_EXERCISE DETAILS_. Pull out every line in the rows below that contains the string "leaf".

## Begin SUPPLIED MATERIAL

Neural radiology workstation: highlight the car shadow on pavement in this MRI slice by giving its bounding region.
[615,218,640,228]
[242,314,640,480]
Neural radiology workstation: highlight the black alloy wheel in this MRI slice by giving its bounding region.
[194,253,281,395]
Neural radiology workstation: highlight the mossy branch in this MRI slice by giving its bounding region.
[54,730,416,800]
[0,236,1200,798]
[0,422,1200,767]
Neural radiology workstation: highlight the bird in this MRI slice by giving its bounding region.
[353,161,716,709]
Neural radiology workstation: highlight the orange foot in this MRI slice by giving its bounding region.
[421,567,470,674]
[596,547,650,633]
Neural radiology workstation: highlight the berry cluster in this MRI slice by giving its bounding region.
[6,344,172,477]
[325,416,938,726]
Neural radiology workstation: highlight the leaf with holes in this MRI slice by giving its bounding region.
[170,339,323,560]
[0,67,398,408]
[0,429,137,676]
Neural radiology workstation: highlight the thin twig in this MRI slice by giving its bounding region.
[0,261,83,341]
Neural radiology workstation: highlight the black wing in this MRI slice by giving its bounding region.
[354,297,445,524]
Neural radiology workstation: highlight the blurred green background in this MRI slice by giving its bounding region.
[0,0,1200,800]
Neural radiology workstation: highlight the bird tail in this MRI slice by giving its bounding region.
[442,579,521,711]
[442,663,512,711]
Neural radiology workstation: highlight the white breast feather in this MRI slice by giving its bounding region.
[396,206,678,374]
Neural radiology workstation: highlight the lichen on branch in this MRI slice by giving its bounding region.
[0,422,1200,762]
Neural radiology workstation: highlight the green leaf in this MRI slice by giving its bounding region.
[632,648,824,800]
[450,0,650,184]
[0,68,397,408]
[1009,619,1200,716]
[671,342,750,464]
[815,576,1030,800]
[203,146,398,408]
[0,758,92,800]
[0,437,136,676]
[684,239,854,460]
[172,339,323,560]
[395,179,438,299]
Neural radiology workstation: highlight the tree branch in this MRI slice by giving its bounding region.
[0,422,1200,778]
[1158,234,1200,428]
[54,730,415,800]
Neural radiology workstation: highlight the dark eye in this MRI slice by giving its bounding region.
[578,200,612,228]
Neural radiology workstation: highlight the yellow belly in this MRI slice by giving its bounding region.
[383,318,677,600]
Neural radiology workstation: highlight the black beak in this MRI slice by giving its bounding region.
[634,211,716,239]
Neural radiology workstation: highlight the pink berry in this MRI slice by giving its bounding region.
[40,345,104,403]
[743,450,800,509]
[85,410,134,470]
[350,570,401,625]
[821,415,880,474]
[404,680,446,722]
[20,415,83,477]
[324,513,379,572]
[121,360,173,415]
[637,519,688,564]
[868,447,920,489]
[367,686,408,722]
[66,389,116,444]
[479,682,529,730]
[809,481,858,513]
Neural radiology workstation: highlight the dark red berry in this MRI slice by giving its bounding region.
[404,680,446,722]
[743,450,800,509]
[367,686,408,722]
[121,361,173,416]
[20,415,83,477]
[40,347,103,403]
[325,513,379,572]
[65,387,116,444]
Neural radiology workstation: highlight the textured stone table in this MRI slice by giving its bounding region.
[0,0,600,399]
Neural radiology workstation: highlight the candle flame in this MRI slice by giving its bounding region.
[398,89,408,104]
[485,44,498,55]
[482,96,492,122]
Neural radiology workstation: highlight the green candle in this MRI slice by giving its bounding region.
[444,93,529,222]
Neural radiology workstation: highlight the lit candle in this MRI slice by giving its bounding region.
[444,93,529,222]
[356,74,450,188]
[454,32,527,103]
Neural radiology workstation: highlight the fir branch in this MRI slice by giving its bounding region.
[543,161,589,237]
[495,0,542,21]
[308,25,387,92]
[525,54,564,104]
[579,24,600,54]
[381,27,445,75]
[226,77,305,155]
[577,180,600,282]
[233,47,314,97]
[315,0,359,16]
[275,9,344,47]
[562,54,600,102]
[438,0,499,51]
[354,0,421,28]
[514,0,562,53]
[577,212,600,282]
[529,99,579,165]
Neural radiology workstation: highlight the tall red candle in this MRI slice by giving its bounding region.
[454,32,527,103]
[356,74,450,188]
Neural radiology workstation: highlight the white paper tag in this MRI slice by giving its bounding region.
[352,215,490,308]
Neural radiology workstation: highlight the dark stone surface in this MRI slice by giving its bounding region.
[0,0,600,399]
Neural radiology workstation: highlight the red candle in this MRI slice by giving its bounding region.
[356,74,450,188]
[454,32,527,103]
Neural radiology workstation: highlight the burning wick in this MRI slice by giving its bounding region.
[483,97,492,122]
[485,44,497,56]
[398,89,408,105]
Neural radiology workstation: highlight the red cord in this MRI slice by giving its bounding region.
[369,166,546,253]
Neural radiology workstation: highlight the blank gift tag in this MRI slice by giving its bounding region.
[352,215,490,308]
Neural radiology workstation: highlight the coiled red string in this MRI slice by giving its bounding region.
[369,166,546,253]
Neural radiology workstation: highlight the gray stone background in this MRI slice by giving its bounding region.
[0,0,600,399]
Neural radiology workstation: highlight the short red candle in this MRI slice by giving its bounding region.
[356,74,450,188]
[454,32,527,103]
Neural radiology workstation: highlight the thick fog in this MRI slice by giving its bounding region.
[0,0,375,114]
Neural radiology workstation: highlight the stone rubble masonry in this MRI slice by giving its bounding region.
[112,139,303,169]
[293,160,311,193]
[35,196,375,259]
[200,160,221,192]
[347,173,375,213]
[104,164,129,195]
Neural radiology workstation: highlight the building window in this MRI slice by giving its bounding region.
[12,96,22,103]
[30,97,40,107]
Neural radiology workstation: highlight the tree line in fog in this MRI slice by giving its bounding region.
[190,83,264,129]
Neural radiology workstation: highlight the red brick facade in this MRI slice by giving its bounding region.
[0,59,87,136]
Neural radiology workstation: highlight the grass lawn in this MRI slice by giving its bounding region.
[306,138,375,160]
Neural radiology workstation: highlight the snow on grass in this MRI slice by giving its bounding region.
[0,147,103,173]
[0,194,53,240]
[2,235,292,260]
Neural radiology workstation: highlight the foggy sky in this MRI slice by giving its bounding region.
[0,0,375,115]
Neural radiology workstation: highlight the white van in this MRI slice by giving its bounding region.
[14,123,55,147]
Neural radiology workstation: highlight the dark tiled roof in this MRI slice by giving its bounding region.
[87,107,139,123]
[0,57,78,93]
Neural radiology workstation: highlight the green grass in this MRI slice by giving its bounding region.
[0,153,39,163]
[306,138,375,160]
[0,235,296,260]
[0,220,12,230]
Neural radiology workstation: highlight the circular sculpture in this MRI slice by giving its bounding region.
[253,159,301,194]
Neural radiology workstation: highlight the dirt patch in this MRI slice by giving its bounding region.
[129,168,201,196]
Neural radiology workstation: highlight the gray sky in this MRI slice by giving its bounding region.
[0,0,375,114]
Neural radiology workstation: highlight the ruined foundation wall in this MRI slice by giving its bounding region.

## End SUPPLIED MATERIAL

_WRITTEN ANSWER_.
Neural radiology workstation: highlight the leaf with holes in this MRI slice by giving its bounding region.
Neural radiology workstation: highlight the green leaf in this MRI slice by giving its bounding region.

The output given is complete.